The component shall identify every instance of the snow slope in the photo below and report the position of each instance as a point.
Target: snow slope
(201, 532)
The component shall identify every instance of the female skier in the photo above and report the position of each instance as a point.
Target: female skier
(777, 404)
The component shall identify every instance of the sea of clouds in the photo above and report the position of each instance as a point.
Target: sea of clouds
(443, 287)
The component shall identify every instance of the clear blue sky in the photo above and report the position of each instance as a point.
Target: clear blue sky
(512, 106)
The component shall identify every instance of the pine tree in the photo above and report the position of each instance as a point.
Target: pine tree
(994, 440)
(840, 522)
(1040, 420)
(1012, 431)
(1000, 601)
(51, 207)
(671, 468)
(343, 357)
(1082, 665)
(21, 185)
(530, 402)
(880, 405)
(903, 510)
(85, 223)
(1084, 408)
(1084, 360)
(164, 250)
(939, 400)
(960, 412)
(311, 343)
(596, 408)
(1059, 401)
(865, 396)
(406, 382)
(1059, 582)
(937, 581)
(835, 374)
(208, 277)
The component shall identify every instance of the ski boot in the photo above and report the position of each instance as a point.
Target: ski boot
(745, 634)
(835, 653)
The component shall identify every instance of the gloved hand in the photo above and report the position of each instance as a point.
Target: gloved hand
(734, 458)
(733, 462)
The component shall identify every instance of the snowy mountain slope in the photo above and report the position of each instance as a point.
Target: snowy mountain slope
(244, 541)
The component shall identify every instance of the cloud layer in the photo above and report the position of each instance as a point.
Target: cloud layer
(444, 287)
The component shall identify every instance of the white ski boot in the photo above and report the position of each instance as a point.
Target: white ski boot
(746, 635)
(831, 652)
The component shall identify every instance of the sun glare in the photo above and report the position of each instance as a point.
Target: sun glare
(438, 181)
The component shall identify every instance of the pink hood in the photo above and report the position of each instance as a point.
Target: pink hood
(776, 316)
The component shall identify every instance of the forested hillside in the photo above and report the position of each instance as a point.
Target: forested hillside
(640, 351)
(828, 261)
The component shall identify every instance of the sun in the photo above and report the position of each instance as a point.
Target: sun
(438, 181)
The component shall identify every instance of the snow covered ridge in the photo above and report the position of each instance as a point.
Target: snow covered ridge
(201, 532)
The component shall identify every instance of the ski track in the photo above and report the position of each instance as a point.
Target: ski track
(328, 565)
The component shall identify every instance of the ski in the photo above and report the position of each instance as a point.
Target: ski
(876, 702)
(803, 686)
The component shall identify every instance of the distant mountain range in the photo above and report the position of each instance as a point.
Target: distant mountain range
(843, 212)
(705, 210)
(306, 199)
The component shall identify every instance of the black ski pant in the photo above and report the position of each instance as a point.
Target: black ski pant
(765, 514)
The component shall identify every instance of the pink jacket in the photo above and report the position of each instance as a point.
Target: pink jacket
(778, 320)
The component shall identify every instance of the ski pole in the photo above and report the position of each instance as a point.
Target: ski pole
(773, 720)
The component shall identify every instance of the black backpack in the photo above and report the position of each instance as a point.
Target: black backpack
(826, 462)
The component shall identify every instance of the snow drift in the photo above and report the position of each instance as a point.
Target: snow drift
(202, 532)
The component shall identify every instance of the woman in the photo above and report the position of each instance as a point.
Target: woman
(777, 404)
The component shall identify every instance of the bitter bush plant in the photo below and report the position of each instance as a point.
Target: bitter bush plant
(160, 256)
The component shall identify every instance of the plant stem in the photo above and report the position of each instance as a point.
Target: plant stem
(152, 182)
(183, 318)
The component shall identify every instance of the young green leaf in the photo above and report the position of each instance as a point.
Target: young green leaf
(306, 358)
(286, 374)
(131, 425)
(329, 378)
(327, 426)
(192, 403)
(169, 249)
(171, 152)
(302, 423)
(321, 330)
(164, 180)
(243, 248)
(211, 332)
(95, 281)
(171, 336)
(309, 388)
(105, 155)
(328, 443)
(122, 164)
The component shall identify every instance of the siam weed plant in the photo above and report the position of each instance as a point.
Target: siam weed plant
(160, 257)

[WORK REQUIRED] All lines of the data above must be returned exactly.

[SOLUTION BELOW]
The component shall identify every instance of the snow slope in the photo below and report the position of each instance as a point.
Target: snow slope
(201, 532)
The component shall identify every instance of the female skier in the photo above and report the position of each instance as a point.
Target: female skier
(777, 404)
The component shall identify every instance of the sea of clouds in the photo above and report the position of each instance as a point.
Target: sea of clouds
(443, 287)
The component shall identify every instance of the clear blue sky in the photo above and report the position of each instance as a point.
Target: clear blue sky
(512, 106)
The component shall identify every instance of the pine tree in the photo above and report the position of each instance as a point.
Target: pine tree
(994, 440)
(840, 522)
(1040, 420)
(1012, 431)
(1000, 601)
(51, 207)
(671, 468)
(343, 357)
(1082, 665)
(21, 185)
(530, 402)
(880, 405)
(903, 510)
(85, 223)
(1084, 408)
(1084, 360)
(164, 250)
(939, 400)
(960, 412)
(311, 343)
(596, 408)
(1059, 401)
(865, 396)
(406, 382)
(1059, 582)
(937, 581)
(835, 374)
(208, 277)
The component shall identify every instance of the ski boot in the photo above and report the position of each instance as a point.
Target: ski boot
(745, 634)
(835, 653)
The component shall identify every instance of the gloved hand in the photo above and report the position of each instance as a point.
Target: gloved hand
(734, 458)
(733, 462)
The component shall identify every instance of the snowy mountain slope in the photo above and report the position of each instance as a point.
Target: snowy mountain slope
(244, 541)
The component shall identify every instance of the cloud layer in the photo above and report the position of each instance as a point.
Target: cloud layer
(444, 287)
The component shall identify every instance of the white ski boot in the photo above and report the position of each instance as a point.
Target: white ski boot
(746, 635)
(831, 652)
The component shall identify every instance of the sun glare in the photo above and report the position of each instance as a point.
Target: sun glare
(438, 181)
The component shall identify every instance of the pink hood in the photo above and report the position of each instance as a point.
Target: pink hood
(776, 316)
The component shall identify every instance of the forested hillside in the photo above and report the position of each instance as a point.
Target: forested hillside
(640, 351)
(828, 261)
The component shall identify every instance of the sun in the photo above and report the position of each instance as a point.
Target: sun
(438, 181)
The component shall identify every instance of the snow covered ridge in the photo above and report the position of each instance as a point.
Target: snow covered ridge
(201, 532)
The component shall identify every instance of the ski track in the photo above and report the position of each instance as a point.
Target: ski track
(328, 565)
The component shall identify every instance of the ski in the photo above and report the position of each instance as a point.
Target: ski
(876, 702)
(803, 686)
The component shall identify every instance of the distant mountain range in the photo above and report the position of each instance as a point.
Target: distant mountain range
(843, 212)
(705, 210)
(306, 199)
The component shall identify every instance of the black ski pant in the photo above and report the position of each instance as a point.
Target: black ski pant
(765, 514)
The component shall identify every instance of the pink jacket in the photo above and report the position of each instance as a point.
Target: pink jacket
(778, 320)
The component shall identify every instance of the ski pole in the photo above and report the position of each instance as a point.
Target: ski pole
(773, 720)
The component shall identify every instance of the black backpack in the photo above and report the position of each instance as a point.
Target: black backpack
(826, 462)
The component shall identify every instance of the snow drift in the photo above and report the position of each instance as a point.
Target: snow drift
(202, 532)
The component shall identify every instance of the woman in the photo above and report the position of each instance as a point.
Target: woman
(777, 404)
The component shall identify every instance of the bitter bush plant in the photo below and report the position of each instance as a point.
Target: bitter bush plant
(160, 256)
The component shall identify every instance of the plant stem in the photo above and report the position of each instance as a point.
Target: plant stem
(152, 182)
(183, 318)
The component shall identify every instance of the young green leaf in the photo above and report the position of each instance as a point.
Target: young green leaf
(306, 358)
(286, 374)
(131, 425)
(329, 378)
(327, 426)
(192, 403)
(169, 249)
(171, 152)
(302, 423)
(321, 330)
(164, 180)
(243, 248)
(211, 332)
(95, 281)
(171, 336)
(309, 388)
(105, 155)
(328, 443)
(122, 164)
The component shall identify every instance of the siam weed plant in the photo above and report the position of each instance as a point.
Target: siam weed plant
(160, 257)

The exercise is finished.